* GOAL OF THE EXERCISE
Instruction for the data below: set down exactly the lines from the line with "Query: rope tied to boat" to the line with "like [339, 57].", inclusive, and no others.

* DATA EXCERPTS
§ §

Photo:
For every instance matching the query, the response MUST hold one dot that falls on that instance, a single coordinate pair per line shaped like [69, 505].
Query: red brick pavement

§ §

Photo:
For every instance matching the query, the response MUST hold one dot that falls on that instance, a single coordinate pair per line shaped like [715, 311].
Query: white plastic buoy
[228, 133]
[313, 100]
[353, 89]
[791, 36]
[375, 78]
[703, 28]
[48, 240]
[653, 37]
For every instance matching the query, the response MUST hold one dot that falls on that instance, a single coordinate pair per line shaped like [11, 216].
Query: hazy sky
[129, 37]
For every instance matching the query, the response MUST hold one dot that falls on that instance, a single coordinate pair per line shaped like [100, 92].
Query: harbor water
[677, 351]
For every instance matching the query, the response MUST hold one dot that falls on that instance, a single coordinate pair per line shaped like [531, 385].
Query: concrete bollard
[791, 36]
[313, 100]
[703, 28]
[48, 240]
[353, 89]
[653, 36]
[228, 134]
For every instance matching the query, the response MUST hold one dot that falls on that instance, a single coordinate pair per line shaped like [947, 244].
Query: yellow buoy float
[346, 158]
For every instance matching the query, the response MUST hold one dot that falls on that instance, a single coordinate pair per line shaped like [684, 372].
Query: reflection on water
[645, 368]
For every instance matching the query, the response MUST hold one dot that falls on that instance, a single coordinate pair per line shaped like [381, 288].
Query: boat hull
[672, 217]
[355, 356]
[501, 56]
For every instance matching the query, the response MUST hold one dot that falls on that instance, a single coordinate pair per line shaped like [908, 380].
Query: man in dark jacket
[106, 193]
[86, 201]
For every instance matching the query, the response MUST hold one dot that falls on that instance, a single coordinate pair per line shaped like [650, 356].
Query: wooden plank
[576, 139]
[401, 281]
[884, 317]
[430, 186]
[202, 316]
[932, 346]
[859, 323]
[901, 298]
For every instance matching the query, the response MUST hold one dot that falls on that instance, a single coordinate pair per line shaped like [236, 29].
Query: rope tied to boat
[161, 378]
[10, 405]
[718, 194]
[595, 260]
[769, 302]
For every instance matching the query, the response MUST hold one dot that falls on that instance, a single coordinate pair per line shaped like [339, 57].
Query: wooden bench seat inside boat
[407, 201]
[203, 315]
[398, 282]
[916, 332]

§ §

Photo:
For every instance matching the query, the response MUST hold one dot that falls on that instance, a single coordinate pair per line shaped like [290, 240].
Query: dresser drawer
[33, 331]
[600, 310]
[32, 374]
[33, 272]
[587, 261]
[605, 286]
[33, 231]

§ §

* SOLUTION BELOW
Query: rope tied to boat
[161, 378]
[10, 405]
[718, 194]
[595, 260]
[769, 302]
For every instance matching the query, the response MUST hold one dot that falls on that instance, a single coordinate pair per line shaped like [339, 57].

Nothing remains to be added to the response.